====== Passage to read ======
# Portuguese polyphonists aint a joke, in rennaissance departement, great stuff



## deprofundis (Apr 25, 2014)

Duarte Lobo and Manuel Cardoso are top guns of portgual polyphonies, than there are incredible missa frm Maghalaes, the only thing is protuguese is a small country big history(columbus conquest of new world per se)but the history of classical composers there is rather oscur people except me and devouted musicologist en herbe share a liking for there andeveaor , there achiavements.

I would says it's not fair to bash portugal geneous of polyphonie, i endorse and credit and have high estime for there music there artform,, my respect to people of portugal.

:tiphat:


----------



## Francis Poulenc (Nov 6, 2016)

I agree that Portuguese composers are rather obscure. I will have to look into them more.


----------



## deprofundis (Apr 25, 2014)

Francis Poulenc try these two offering on naxos , name:
1-Portuguese polyphonies
2- Lobo and cardoso 

This is a good start, i dont underestimated the talent in this part of iberic pennisula, thanks for sharing your interrests.
======
Work to complete
A: Edit the stretch of the Portuguese polyphony thread from "Duarte Lobo and" through "into them more.", replacing "obscure" with "unfamiliar".
B: Does the Portuguese polyphony thread support each statement below? Answer yes or no for each and quote the deciding words. (i) The first post names Duarte Lobo and Manuel Cardoso as leading Portuguese polyphonists. (ii) Francis Poulenc disputes that Portuguese composers are obscure. (iii) The two recommended recordings are on Naxos.
C: Finish out the Portuguese polyphony thread by writing the next part after its final post.
====== Provided data ======
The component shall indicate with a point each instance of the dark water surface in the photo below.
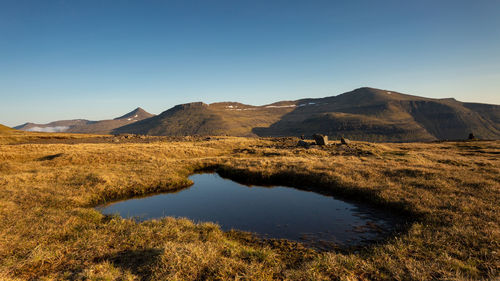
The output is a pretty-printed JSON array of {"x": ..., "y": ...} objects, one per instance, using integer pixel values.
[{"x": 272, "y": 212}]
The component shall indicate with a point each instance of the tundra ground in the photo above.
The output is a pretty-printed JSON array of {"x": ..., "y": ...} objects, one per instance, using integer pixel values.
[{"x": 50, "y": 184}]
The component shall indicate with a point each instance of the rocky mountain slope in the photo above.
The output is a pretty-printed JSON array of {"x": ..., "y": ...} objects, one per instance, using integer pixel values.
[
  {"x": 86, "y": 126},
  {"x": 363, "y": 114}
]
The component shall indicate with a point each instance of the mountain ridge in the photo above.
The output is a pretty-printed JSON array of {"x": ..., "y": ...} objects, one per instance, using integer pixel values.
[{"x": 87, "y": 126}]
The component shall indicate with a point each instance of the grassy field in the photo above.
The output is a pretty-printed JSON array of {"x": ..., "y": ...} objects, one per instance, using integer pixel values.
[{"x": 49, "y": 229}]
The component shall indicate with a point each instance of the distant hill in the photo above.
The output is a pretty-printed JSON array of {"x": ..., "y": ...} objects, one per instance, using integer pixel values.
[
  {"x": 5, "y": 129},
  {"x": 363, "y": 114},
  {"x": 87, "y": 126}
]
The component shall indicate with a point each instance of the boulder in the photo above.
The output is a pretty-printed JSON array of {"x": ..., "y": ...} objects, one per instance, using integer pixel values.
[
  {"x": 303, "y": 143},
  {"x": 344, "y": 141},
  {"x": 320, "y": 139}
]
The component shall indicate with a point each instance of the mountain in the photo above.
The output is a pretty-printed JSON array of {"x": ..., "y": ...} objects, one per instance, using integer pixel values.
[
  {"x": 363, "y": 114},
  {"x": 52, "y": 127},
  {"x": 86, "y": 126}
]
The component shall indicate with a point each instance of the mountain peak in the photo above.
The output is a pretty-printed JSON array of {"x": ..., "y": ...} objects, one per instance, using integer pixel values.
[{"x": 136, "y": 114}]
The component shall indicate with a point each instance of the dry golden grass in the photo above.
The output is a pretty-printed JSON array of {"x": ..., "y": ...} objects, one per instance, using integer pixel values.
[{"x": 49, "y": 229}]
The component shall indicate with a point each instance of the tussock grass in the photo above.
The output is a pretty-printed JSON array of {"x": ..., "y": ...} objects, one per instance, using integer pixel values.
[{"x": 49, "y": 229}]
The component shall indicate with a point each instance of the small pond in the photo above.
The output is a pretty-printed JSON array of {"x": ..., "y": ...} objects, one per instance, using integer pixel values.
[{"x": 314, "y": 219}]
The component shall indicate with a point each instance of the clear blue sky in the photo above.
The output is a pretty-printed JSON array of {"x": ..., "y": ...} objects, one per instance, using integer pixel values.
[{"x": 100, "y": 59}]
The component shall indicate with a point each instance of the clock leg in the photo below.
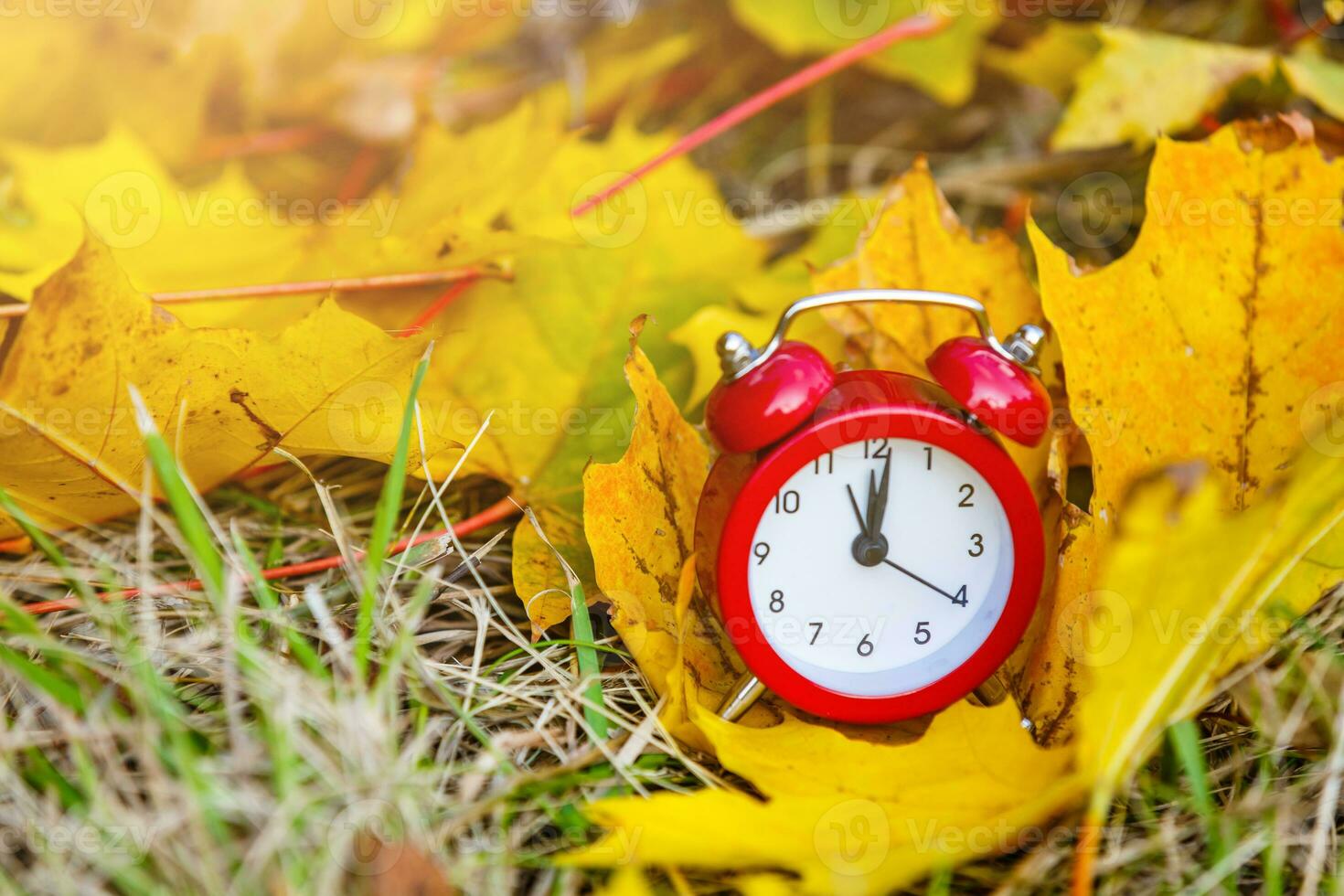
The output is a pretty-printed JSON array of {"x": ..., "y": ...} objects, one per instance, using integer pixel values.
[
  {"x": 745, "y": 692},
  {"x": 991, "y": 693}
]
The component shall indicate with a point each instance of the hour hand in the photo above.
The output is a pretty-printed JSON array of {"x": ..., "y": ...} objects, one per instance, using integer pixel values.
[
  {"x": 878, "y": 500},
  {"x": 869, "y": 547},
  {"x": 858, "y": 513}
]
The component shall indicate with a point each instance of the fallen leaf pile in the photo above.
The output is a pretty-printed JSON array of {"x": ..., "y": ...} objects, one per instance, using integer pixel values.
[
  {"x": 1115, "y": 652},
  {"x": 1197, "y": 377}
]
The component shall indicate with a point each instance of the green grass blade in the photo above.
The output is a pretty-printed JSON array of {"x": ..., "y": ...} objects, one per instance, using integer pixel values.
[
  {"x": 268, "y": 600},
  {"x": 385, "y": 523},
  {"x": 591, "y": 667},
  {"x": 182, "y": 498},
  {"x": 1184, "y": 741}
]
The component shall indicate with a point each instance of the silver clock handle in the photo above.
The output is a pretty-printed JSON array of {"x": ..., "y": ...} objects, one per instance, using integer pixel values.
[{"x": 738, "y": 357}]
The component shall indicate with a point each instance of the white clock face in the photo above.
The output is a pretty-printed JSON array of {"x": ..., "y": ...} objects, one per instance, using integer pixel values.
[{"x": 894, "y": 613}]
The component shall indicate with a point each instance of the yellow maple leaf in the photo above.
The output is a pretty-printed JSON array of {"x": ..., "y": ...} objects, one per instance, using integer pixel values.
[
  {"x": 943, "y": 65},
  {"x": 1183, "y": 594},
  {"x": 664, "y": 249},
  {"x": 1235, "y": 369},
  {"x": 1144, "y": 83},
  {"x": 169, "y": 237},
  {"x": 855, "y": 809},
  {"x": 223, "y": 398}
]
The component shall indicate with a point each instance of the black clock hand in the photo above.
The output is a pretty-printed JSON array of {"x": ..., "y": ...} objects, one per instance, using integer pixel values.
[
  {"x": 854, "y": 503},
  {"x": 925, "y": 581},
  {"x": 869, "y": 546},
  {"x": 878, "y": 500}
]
======
Written responses
A:
Duarte Lobo and Manuel Cardoso are top guns of portgual polyphonies, than there are incredible missa frm Maghalaes, the only thing is protuguese is a small country big history(columbus conquest of new world per se)but the history of classical composers there is rather oscur people except me and devouted musicologist en herbe share a liking for there andeveaor , there achiavements.

I would says it's not fair to bash portugal geneous of polyphonie, i endorse and credit and have high estime for there music there artform,, my respect to people of portugal.

:tiphat:


----------



## Francis Poulenc (Nov 6, 2016)

I agree that Portuguese composers are rather unfamiliar. I will have to look into them more.

B:
(i) Yes: "Duarte Lobo and Manuel Cardoso are top guns of portgual polyphonies"
(ii) No: "I agree that Portuguese composers are rather obscure."
(iii) Yes: "try these two offering on naxos"

C:
----------



## Francis Poulenc (Nov 6, 2016)

deprofundis said:


> Francis Poulenc try these two offering on naxos , name:
> 1-Portuguese polyphonies
> 2- Lobo and cardoso
> 
> This is a good start, i dont underestimated the talent in this part of iberic pennisula, thanks for sharing your interrests.


Just listened to a small excerpt of Lobo's polyphony. Beautiful music, but I can barely hear the difference between this and other Renaissance music. My ear is untrained for music of this historical period. I am going to give it a chance and listen to it over a few weeks to see if I can get my ear used to it.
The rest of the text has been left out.